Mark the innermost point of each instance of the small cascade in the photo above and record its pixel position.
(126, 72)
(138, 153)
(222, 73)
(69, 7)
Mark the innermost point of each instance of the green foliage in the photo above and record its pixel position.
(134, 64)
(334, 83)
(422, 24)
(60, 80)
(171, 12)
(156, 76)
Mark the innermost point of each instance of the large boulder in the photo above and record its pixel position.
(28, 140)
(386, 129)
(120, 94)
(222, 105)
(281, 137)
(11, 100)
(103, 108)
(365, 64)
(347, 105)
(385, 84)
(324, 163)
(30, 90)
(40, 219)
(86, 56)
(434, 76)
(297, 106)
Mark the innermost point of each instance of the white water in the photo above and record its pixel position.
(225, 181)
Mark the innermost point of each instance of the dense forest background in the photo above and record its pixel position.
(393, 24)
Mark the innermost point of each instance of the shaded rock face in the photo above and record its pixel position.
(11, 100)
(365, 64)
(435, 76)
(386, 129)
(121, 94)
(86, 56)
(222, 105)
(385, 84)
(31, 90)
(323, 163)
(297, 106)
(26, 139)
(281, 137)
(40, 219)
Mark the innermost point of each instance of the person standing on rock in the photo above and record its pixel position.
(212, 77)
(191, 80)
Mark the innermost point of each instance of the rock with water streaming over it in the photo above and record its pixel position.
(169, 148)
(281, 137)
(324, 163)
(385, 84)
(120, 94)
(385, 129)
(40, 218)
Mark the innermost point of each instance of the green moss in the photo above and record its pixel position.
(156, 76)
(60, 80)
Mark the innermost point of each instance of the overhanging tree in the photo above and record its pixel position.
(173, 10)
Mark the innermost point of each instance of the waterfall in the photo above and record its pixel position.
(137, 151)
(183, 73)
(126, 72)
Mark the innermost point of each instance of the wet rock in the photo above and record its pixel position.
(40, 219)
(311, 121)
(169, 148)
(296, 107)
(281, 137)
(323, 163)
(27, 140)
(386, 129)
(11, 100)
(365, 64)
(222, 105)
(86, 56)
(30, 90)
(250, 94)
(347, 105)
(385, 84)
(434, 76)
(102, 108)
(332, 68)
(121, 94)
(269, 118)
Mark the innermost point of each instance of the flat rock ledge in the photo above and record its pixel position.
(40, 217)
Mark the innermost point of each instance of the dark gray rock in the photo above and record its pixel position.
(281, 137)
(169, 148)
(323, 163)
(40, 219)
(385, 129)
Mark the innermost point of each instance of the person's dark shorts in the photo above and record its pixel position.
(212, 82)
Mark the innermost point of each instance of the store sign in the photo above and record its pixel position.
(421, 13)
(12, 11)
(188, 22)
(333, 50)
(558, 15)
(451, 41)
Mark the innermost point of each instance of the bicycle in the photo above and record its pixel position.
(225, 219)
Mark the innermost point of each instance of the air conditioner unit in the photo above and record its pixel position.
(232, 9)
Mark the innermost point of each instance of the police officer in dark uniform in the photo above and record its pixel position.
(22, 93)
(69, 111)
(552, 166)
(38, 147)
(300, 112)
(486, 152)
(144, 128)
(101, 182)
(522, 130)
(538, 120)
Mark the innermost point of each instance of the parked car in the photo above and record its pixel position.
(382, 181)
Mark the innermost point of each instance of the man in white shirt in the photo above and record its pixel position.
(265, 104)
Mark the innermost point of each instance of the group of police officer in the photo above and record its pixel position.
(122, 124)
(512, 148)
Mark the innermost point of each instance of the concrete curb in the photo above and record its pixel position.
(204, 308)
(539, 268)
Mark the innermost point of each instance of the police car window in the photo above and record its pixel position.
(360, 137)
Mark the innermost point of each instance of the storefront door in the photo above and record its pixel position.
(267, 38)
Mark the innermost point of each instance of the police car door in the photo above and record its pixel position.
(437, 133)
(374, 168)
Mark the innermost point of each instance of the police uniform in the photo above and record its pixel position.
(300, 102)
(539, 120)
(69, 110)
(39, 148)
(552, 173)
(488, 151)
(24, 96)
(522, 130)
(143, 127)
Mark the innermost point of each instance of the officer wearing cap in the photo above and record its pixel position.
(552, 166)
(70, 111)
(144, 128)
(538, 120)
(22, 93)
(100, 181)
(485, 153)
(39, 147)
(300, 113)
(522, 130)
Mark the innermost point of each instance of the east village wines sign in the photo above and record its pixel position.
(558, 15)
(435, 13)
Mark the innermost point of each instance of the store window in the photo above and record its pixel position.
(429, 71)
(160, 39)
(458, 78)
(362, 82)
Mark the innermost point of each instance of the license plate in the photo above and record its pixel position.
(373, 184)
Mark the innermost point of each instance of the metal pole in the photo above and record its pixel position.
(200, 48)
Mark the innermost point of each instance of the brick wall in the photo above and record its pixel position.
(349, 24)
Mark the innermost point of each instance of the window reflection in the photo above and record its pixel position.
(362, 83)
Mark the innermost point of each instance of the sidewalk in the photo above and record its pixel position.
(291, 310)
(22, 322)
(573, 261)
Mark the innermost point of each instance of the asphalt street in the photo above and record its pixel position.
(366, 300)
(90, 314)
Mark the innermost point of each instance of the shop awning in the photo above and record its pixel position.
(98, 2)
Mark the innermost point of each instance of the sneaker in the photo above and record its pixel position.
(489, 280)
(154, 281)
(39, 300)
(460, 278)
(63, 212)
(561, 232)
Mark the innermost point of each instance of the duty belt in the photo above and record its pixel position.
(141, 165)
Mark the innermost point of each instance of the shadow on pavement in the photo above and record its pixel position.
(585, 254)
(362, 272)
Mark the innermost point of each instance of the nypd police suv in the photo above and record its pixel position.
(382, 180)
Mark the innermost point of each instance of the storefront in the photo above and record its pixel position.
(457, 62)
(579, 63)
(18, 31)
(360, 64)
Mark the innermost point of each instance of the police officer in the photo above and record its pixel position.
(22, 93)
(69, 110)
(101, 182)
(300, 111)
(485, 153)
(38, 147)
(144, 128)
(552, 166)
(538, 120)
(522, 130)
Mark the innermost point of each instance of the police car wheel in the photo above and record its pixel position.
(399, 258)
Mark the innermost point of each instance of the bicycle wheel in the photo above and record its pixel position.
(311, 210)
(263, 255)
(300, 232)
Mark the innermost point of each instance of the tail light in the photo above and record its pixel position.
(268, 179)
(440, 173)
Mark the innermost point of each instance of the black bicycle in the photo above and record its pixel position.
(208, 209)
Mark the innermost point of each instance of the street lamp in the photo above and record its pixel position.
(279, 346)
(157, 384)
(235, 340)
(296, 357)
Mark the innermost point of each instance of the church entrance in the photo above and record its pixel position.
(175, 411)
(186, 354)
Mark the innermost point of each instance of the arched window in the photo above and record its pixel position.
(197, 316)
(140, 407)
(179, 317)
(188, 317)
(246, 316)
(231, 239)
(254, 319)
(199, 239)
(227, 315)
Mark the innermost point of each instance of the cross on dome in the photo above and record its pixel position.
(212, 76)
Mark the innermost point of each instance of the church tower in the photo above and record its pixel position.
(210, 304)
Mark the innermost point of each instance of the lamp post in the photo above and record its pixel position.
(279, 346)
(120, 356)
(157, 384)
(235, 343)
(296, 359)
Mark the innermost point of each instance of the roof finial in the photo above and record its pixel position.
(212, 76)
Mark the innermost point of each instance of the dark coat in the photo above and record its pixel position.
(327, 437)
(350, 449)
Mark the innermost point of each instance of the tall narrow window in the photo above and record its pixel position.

• • • • •

▶ **Instructions to follow**:
Repeat, with no changes, each line from the one with "Mark the innermost point of each instance of the cross" to the end of the listing, including both ends and nothing else.

▶ **Written solution**:
Mark the innermost point of each instance of the cross on dome in the photo above and record its pixel position.
(212, 76)
Mark the innermost point of each instance of the church tower in the photo above and record its pixel position.
(210, 304)
Mark the innermost point of each instance of the lamp post in the photo above and record its pixel position.
(279, 346)
(120, 356)
(157, 384)
(235, 343)
(296, 359)
Mark the innermost point of each instance of the roof finial in the photo above and record its pixel position.
(212, 76)
Mark the innermost point of each instance of the dark coat in the photo above and record its pixel position.
(327, 437)
(350, 449)
Mark the innermost point of each instance of the tall narrow window in the photo above and record its pixel position.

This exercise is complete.